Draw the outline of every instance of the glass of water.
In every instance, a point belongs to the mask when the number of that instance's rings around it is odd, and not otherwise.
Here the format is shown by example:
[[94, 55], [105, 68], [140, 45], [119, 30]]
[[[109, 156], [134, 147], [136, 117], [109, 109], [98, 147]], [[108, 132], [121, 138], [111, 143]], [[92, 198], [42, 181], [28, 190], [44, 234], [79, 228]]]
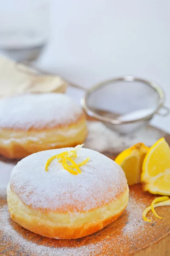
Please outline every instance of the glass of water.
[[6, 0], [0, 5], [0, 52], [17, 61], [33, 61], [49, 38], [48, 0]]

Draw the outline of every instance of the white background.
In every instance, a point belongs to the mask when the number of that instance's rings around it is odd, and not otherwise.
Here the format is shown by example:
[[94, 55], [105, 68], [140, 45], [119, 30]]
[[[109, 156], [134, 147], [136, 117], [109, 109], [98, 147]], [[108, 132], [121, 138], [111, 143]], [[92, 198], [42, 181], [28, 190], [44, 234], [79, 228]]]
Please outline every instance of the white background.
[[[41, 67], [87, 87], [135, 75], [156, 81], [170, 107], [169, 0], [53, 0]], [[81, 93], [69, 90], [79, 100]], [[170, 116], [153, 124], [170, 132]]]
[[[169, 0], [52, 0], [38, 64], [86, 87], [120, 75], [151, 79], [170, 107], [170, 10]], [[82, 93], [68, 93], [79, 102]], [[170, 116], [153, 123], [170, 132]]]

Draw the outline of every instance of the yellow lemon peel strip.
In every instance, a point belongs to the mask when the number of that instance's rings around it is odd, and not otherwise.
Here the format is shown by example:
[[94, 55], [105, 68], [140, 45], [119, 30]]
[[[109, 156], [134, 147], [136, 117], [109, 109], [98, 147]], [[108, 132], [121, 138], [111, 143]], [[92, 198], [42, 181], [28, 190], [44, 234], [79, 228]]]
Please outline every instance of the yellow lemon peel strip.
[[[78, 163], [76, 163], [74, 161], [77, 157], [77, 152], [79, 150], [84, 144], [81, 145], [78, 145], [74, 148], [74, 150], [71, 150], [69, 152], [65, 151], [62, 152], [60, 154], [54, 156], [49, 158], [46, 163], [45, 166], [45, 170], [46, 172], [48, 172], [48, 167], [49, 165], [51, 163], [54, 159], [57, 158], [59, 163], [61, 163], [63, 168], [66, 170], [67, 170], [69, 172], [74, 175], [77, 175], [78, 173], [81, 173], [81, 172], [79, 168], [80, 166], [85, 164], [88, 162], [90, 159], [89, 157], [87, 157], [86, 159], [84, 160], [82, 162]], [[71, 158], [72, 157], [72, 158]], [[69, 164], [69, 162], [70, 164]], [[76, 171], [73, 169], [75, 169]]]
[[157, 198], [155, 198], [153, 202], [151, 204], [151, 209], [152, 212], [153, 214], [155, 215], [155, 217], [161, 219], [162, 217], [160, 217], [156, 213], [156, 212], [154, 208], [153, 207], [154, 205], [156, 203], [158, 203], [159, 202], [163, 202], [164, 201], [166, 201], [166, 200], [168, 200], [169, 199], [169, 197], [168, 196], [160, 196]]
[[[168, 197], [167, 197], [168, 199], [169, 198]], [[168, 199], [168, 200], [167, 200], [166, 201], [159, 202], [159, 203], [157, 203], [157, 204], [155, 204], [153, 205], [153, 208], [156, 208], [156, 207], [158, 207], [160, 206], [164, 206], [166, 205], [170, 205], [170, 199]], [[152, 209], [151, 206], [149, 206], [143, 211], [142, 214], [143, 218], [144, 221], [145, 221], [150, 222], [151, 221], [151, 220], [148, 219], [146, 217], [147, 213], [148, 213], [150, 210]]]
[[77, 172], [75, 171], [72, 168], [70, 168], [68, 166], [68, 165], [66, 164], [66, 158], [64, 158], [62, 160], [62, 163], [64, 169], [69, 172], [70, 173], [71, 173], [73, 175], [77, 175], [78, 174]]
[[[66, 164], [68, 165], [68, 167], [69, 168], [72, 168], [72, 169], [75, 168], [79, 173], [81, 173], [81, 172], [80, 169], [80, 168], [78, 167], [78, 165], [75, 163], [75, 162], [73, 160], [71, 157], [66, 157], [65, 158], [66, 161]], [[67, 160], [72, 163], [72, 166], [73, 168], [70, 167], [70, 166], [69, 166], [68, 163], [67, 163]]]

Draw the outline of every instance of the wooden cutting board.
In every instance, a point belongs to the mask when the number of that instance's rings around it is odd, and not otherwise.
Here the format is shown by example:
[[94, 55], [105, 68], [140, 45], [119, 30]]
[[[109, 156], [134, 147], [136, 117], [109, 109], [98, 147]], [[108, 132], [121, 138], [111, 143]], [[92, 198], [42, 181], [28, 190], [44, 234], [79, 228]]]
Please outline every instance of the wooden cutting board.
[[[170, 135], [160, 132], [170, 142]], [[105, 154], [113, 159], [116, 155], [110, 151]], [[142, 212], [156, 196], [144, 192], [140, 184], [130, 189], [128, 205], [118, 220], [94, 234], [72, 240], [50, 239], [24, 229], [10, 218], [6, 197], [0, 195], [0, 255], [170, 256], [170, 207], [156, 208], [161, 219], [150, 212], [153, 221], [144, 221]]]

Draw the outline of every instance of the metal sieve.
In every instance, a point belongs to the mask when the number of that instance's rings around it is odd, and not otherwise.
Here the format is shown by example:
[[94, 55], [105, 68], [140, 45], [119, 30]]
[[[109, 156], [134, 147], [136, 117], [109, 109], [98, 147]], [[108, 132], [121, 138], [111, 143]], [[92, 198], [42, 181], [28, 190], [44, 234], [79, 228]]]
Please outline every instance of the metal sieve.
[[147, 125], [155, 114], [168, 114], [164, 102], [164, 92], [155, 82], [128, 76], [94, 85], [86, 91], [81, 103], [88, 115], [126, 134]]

########

Rewrite all of the material above with each "instance" changed to "occurrence" and nothing else altered, leaving out the pictures.

Draw the outline of every occurrence of the glass of water.
In every occurrence, a point belongs to the mask when the number of that occurrence's rings around it is odd, and not otherwise.
Here the format is shown by example:
[[94, 55], [105, 68], [140, 45], [119, 30]]
[[[109, 156], [134, 147], [136, 117], [109, 109], [98, 147]], [[108, 132], [121, 138], [111, 143]], [[92, 198], [42, 181], [28, 190], [44, 234], [79, 228]]]
Please outline every occurrence of the glass of water.
[[6, 0], [0, 5], [0, 52], [17, 61], [33, 61], [49, 38], [48, 0]]

Draw the outline of every occurrence of the white background.
In every occurrence, a point belongs to the mask when the number of that occurrence's rings around it is odd, and not otherwise.
Here the format is shown by example:
[[94, 55], [105, 68], [140, 45], [119, 30]]
[[[109, 156], [134, 147], [136, 117], [109, 109], [98, 147]], [[108, 132], [121, 138], [111, 143]], [[92, 198], [42, 181], [28, 190], [44, 234], [79, 228]]]
Please outline every occurrence of the white background.
[[[41, 67], [87, 87], [135, 75], [156, 81], [170, 107], [169, 0], [53, 0]], [[81, 93], [69, 90], [79, 100]], [[170, 116], [153, 124], [170, 132]]]
[[[169, 0], [52, 0], [38, 64], [86, 87], [120, 75], [151, 79], [170, 107], [170, 10]], [[82, 93], [68, 93], [79, 102]], [[170, 116], [153, 123], [170, 132]]]

Draw the outline of every occurrence of the yellow lemon peel strip.
In every occurrence, a point belongs to the mask when the number of that occurrence's rings around it is odd, and not otherwise.
Here the format is shown by example:
[[94, 55], [105, 68], [140, 45], [119, 30]]
[[[109, 156], [134, 147], [136, 117], [109, 109], [98, 147]], [[108, 132], [121, 138], [111, 143]], [[92, 198], [42, 181], [28, 190], [44, 234], [79, 228]]]
Please outline every occurrence of the yellow lemon peel strip.
[[[78, 163], [76, 163], [74, 161], [77, 157], [77, 152], [79, 150], [84, 144], [81, 145], [78, 145], [74, 148], [74, 150], [71, 150], [69, 152], [65, 151], [62, 152], [60, 154], [54, 156], [49, 158], [46, 163], [45, 166], [45, 170], [46, 172], [48, 172], [48, 167], [49, 165], [51, 163], [54, 159], [57, 158], [59, 163], [61, 163], [63, 168], [66, 170], [67, 170], [69, 172], [74, 175], [77, 175], [78, 173], [81, 173], [81, 172], [79, 168], [80, 166], [85, 164], [88, 162], [90, 159], [89, 157], [87, 157], [86, 159], [84, 160], [82, 162]], [[71, 158], [72, 157], [72, 158]], [[69, 164], [69, 162], [70, 164]], [[76, 171], [73, 169], [75, 169]]]
[[157, 198], [155, 198], [153, 202], [151, 204], [151, 209], [152, 212], [153, 214], [155, 215], [155, 217], [161, 219], [162, 217], [160, 217], [156, 213], [156, 212], [154, 208], [153, 207], [154, 205], [156, 203], [158, 203], [159, 202], [163, 202], [164, 201], [166, 201], [166, 200], [168, 200], [169, 199], [169, 197], [168, 196], [160, 196]]
[[[168, 197], [167, 197], [168, 199], [169, 198]], [[168, 199], [168, 200], [167, 200], [166, 201], [159, 202], [159, 203], [157, 203], [157, 204], [155, 204], [153, 205], [153, 208], [156, 208], [156, 207], [158, 207], [160, 206], [164, 206], [166, 205], [170, 205], [170, 199]], [[152, 209], [151, 206], [149, 206], [143, 211], [142, 214], [143, 218], [144, 221], [145, 221], [150, 222], [151, 221], [151, 220], [148, 219], [146, 217], [147, 213], [148, 213], [150, 210]]]
[[77, 172], [75, 171], [72, 168], [70, 168], [68, 166], [68, 165], [66, 164], [66, 158], [64, 158], [62, 160], [62, 163], [64, 169], [69, 172], [70, 173], [71, 173], [73, 175], [77, 175], [78, 174]]
[[[66, 164], [68, 165], [68, 167], [69, 168], [72, 168], [72, 169], [75, 168], [79, 173], [81, 173], [81, 172], [80, 169], [80, 168], [78, 167], [78, 165], [75, 163], [75, 162], [73, 160], [71, 157], [66, 157], [65, 158], [66, 161]], [[67, 160], [72, 163], [72, 166], [73, 168], [70, 167], [70, 166], [69, 166], [68, 163], [67, 163]]]

Draw the outline of every occurrence of the wooden cutting board.
In every occurrence, a point belongs to the mask when the number of that occurrence's rings around it is odd, and not otherwise.
Here the format is shown by example:
[[94, 55], [105, 68], [140, 45], [119, 30]]
[[[109, 156], [134, 147], [136, 117], [109, 109], [98, 147]], [[108, 132], [121, 138], [111, 143]], [[92, 198], [42, 181], [28, 190], [44, 234], [79, 228]]]
Please outline every occurrence of the wooden cutting board.
[[[170, 135], [160, 132], [170, 142]], [[105, 154], [113, 159], [116, 155], [110, 151]], [[142, 212], [156, 196], [144, 192], [140, 184], [130, 189], [128, 205], [118, 220], [94, 234], [72, 240], [50, 239], [24, 229], [10, 218], [6, 197], [0, 195], [0, 255], [170, 256], [170, 207], [156, 208], [161, 219], [150, 212], [153, 221], [144, 221]]]

Draw the outline of every occurrence of the metal sieve.
In every occurrence, a point belongs to the mask when the number of that occurrence's rings around it is odd, and not otherwise.
Here the format is shown by example:
[[94, 55], [105, 68], [140, 45], [119, 30]]
[[[109, 156], [134, 147], [136, 117], [109, 109], [98, 147]], [[108, 132], [121, 138], [111, 143]], [[92, 198], [42, 181], [28, 190], [44, 234], [79, 228]]]
Please outline every occurrence of the metal sieve.
[[147, 125], [155, 114], [168, 114], [164, 102], [164, 92], [155, 82], [128, 76], [94, 85], [86, 91], [81, 103], [88, 115], [126, 134]]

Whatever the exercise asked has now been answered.